» Exercise
Reproduce every one of the rows below character for character, leaving out the pictures.

○ ○ ○ ○

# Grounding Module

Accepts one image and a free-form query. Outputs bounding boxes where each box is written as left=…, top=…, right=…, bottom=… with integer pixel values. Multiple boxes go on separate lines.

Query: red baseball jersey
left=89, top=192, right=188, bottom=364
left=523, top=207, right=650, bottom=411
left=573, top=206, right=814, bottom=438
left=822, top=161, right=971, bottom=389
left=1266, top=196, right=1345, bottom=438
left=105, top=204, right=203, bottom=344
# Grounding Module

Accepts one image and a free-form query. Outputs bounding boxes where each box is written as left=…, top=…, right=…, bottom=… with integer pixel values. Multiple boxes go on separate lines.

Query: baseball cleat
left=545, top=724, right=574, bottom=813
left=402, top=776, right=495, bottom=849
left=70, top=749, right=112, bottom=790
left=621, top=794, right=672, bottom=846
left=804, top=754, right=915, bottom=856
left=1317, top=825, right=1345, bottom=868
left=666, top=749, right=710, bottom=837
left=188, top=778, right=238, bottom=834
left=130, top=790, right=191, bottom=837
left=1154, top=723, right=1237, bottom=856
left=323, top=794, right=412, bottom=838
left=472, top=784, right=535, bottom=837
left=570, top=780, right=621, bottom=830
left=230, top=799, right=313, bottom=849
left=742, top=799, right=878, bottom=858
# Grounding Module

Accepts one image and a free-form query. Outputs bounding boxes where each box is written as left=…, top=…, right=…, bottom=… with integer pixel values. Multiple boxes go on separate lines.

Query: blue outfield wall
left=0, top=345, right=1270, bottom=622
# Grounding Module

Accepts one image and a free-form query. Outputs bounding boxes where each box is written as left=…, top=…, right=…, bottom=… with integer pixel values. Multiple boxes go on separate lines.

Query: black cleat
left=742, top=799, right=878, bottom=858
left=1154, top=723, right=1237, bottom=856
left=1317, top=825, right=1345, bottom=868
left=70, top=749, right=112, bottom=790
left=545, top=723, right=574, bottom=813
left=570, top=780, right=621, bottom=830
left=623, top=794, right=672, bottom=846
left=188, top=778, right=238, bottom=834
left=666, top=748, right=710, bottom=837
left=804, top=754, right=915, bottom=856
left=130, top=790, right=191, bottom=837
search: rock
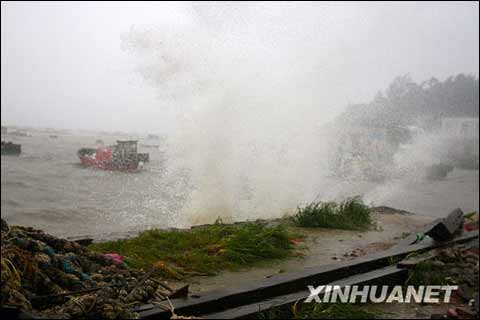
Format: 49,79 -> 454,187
432,260 -> 445,268
456,284 -> 472,302
455,307 -> 476,319
1,219 -> 8,232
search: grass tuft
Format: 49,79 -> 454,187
293,197 -> 372,230
90,222 -> 295,278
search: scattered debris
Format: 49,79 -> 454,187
1,219 -> 172,319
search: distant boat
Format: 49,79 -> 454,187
9,130 -> 32,137
2,141 -> 22,156
77,140 -> 149,171
140,144 -> 160,149
147,134 -> 160,140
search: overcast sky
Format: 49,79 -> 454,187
1,2 -> 479,132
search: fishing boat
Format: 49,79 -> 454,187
2,141 -> 22,156
77,140 -> 149,171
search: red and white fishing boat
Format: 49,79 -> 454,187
77,140 -> 149,171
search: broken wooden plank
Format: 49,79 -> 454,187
202,266 -> 408,319
397,250 -> 439,269
139,231 -> 478,319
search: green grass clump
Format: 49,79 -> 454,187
293,197 -> 372,230
90,223 -> 295,277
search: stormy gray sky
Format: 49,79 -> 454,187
1,2 -> 479,132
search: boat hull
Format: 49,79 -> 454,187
79,156 -> 139,171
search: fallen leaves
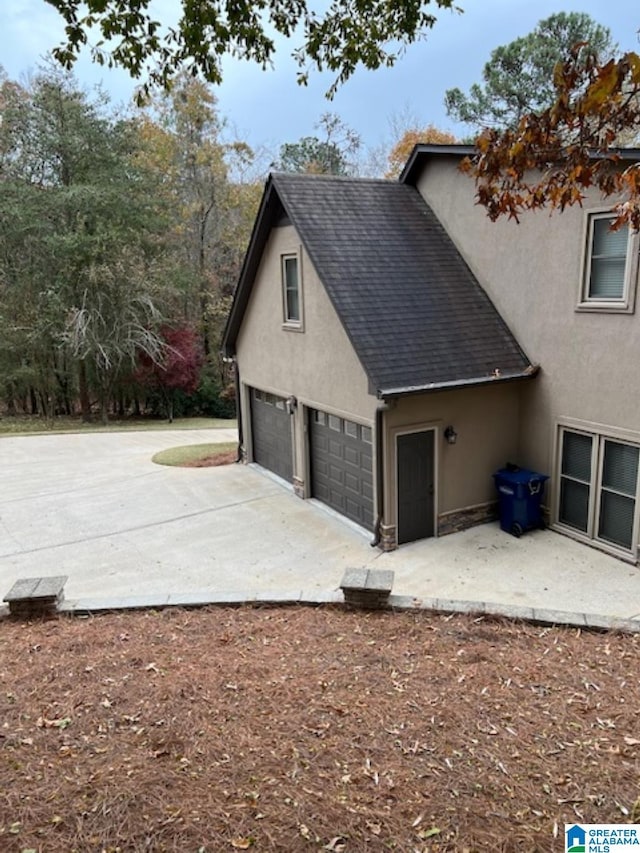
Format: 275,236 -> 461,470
0,608 -> 640,853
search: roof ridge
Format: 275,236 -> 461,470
270,170 -> 402,186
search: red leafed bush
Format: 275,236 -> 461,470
136,326 -> 203,394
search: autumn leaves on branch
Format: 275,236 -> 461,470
463,44 -> 640,230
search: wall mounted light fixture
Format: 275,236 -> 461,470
284,395 -> 298,415
444,425 -> 458,444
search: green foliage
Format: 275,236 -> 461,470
273,113 -> 361,175
46,0 -> 456,100
445,12 -> 615,129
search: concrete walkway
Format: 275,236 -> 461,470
0,429 -> 640,630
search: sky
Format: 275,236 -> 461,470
0,0 -> 640,166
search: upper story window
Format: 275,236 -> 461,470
578,211 -> 638,312
282,255 -> 302,329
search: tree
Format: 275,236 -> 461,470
139,74 -> 259,363
46,0 -> 457,94
445,12 -> 615,130
273,113 -> 361,175
135,326 -> 203,423
385,124 -> 458,178
463,46 -> 640,230
0,68 -> 171,418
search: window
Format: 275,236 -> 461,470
580,212 -> 637,311
558,429 -> 639,551
282,255 -> 302,327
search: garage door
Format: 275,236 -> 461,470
251,388 -> 293,483
309,409 -> 373,530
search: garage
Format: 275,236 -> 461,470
251,388 -> 293,483
309,409 -> 373,530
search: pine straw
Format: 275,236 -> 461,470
0,608 -> 640,853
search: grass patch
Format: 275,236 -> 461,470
0,415 -> 237,437
151,441 -> 237,468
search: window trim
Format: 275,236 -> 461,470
552,418 -> 640,564
576,208 -> 638,314
280,252 -> 304,332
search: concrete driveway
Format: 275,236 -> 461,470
0,429 -> 640,618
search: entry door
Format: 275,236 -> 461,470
396,429 -> 435,545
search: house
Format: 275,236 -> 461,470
401,146 -> 640,562
224,145 -> 640,559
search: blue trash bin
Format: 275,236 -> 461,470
493,465 -> 549,537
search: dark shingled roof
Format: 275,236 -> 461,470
225,174 -> 532,396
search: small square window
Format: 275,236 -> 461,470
579,212 -> 637,311
282,255 -> 302,326
344,421 -> 358,438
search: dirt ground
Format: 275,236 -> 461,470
181,448 -> 238,468
0,607 -> 640,853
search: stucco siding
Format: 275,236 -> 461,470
236,226 -> 376,419
236,225 -> 378,497
385,382 -> 526,524
418,157 -> 640,470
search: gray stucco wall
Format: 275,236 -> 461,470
385,380 -> 524,524
236,225 -> 378,493
418,157 -> 640,472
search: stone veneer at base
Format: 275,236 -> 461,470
438,501 -> 498,536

○ ○ ○ ○

» Exercise answer
# Grounding Module

Accepts one image and a free-form query. Outputs bounding boxes where each box is written as left=…, top=…, right=…, bottom=… with integer pixel values. Multiple boxes go on separate lines.

Query: red baseball jersey
left=89, top=192, right=188, bottom=364
left=523, top=207, right=650, bottom=411
left=573, top=206, right=814, bottom=438
left=822, top=161, right=971, bottom=389
left=1266, top=196, right=1345, bottom=438
left=105, top=204, right=203, bottom=344
# Grounding Module

Accepts one image and a free-form query. Outputs bounding boxes where each box is written as left=…, top=…, right=…, bottom=… with integer pixel values. Multiple boxes go on separate lines.

Query: baseball cleat
left=545, top=724, right=574, bottom=813
left=402, top=776, right=495, bottom=849
left=70, top=749, right=112, bottom=790
left=621, top=794, right=672, bottom=846
left=804, top=754, right=915, bottom=856
left=1317, top=825, right=1345, bottom=868
left=666, top=749, right=710, bottom=837
left=188, top=778, right=238, bottom=834
left=130, top=790, right=191, bottom=837
left=1154, top=723, right=1237, bottom=856
left=323, top=794, right=412, bottom=838
left=472, top=784, right=535, bottom=837
left=570, top=780, right=621, bottom=830
left=230, top=799, right=313, bottom=849
left=742, top=799, right=878, bottom=858
# Grounding Module

Accepts one image and a free-form query. Outputs bounding boxes where each box is written as left=…, top=…, right=…, bottom=… with integer pixel values. Multiple boxes go on separate lines.

Query: blue outfield wall
left=0, top=345, right=1270, bottom=622
# Grounding Module

Accepts one image and a free-form query. Outputs bounding boxes where each box is written as left=…, top=…, right=…, bottom=… with integer pixel values. Multiple boxes go on separate lines.

Query: black cleat
left=742, top=799, right=878, bottom=858
left=1154, top=723, right=1237, bottom=856
left=1317, top=825, right=1345, bottom=868
left=70, top=749, right=112, bottom=790
left=545, top=723, right=574, bottom=813
left=570, top=780, right=621, bottom=830
left=623, top=794, right=672, bottom=846
left=188, top=778, right=238, bottom=834
left=666, top=748, right=710, bottom=837
left=804, top=754, right=915, bottom=856
left=130, top=790, right=191, bottom=837
search: rock
Format: 49,79 -> 454,187
432,260 -> 445,268
456,284 -> 472,302
455,307 -> 476,319
1,219 -> 8,232
search: grass tuft
Format: 49,79 -> 454,187
293,197 -> 372,230
90,222 -> 295,278
search: scattered debris
Format: 49,79 -> 454,187
1,219 -> 172,319
search: distant boat
Format: 49,79 -> 454,187
9,130 -> 32,137
2,141 -> 22,156
77,140 -> 149,171
140,144 -> 160,149
147,134 -> 160,140
search: overcast sky
Format: 49,79 -> 454,187
1,2 -> 479,132
search: fishing boat
Format: 49,79 -> 454,187
2,141 -> 22,156
77,140 -> 149,171
search: red and white fishing boat
Format: 49,79 -> 454,187
77,140 -> 149,171
search: broken wooden plank
Format: 49,79 -> 454,187
202,266 -> 408,319
397,250 -> 439,269
139,231 -> 478,319
search: green grass clump
Format: 49,79 -> 454,187
293,197 -> 372,230
90,223 -> 295,277
search: stormy gray sky
Format: 49,79 -> 454,187
1,2 -> 479,132
search: boat hull
Format: 49,79 -> 454,187
79,156 -> 139,171
search: fallen leaves
Format: 275,236 -> 461,470
0,608 -> 640,853
search: roof ridge
Format: 275,236 -> 461,470
270,170 -> 402,186
search: red leafed bush
Format: 275,236 -> 461,470
136,326 -> 203,394
search: autumn leaves on branch
Format: 275,236 -> 461,470
463,44 -> 640,230
search: wall mounted light fixture
Format: 275,236 -> 461,470
284,395 -> 298,415
444,425 -> 458,444
search: green foliage
Format: 275,236 -> 461,470
273,113 -> 361,175
46,0 -> 456,100
445,12 -> 615,129
search: concrete walkway
Format: 275,236 -> 461,470
0,429 -> 640,630
search: sky
Format: 275,236 -> 461,470
0,0 -> 640,166
search: upper story window
Format: 275,236 -> 461,470
578,211 -> 638,312
282,255 -> 302,329
search: tree
Format: 275,236 -> 461,470
139,74 -> 259,363
46,0 -> 457,94
445,12 -> 615,130
273,113 -> 361,175
135,326 -> 203,423
385,124 -> 458,178
463,46 -> 640,230
0,68 -> 171,418
search: window
Format: 275,236 -> 461,470
580,212 -> 637,311
558,429 -> 639,551
282,255 -> 302,327
search: garage door
Format: 275,236 -> 461,470
251,388 -> 293,483
309,409 -> 373,530
search: garage
Format: 275,236 -> 461,470
251,388 -> 293,483
309,409 -> 373,530
search: pine straw
Format: 275,236 -> 461,470
0,608 -> 640,853
search: grass patch
Format: 275,236 -> 461,470
0,415 -> 237,437
151,441 -> 237,468
search: window trim
Format: 275,236 -> 461,470
552,418 -> 640,564
576,208 -> 638,314
280,252 -> 304,332
search: concrete driveway
Format: 275,236 -> 461,470
0,429 -> 640,618
search: entry door
Format: 275,236 -> 461,470
396,429 -> 435,545
search: house
Format: 275,236 -> 461,470
401,146 -> 640,562
224,145 -> 640,559
search: blue trash bin
Format: 275,236 -> 461,470
493,465 -> 549,537
search: dark shingled roof
Format: 275,236 -> 461,470
225,174 -> 532,396
search: small square window
Format: 275,236 -> 461,470
579,212 -> 637,311
282,255 -> 302,326
344,421 -> 358,438
search: dirt ground
Format: 275,236 -> 461,470
181,448 -> 238,468
0,607 -> 640,853
search: stucco siding
Format: 275,236 -> 461,470
236,226 -> 376,419
236,225 -> 378,497
385,382 -> 526,524
418,157 -> 640,470
search: gray stucco wall
Format: 275,236 -> 461,470
385,380 -> 524,524
236,225 -> 378,493
418,157 -> 640,472
search: stone veneer at base
Format: 275,236 -> 461,470
438,501 -> 498,536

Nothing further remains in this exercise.